REQUIRED WORK
Repeat the listing in full, word for word.

INPUT DATA
▬▬▬▬▬▬▬▬▬▬

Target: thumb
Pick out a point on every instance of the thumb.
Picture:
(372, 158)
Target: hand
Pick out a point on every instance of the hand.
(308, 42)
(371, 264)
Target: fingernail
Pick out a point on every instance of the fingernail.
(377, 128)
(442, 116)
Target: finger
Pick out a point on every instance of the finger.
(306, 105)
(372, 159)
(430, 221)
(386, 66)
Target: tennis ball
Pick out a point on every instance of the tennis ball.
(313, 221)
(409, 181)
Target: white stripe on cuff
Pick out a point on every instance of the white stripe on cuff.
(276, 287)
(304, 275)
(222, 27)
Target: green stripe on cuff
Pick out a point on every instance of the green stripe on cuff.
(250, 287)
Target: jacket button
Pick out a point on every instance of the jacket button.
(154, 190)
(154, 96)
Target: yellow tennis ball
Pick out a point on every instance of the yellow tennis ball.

▬▬▬▬▬▬▬▬▬▬

WORKED SOLUTION
Target: thumb
Pick out a point on every instance of the thumb.
Picture:
(372, 158)
Target: hand
Pick out a point on every instance of the hand.
(308, 42)
(371, 264)
Target: fingernail
Pick out a point on every instance of the fingernail.
(377, 128)
(442, 116)
Target: finger
Pick out a point on every instance of the finger.
(306, 105)
(372, 159)
(430, 221)
(386, 66)
Target: tennis ball
Pick out a point on every instance of the tennis ball.
(313, 221)
(409, 181)
Target: white stripe on cuff
Pick out a point on every instance of the white stripe on cuff.
(276, 287)
(304, 275)
(222, 27)
Target: green stripe on cuff
Pick out a point on every instance of the green stripe on cuff.
(250, 287)
Target: jacket button
Pick out a point on every instance of the jacket button.
(154, 190)
(154, 96)
Target: yellow tennis ball
Pick out a point on every instance of the yellow tennis ball.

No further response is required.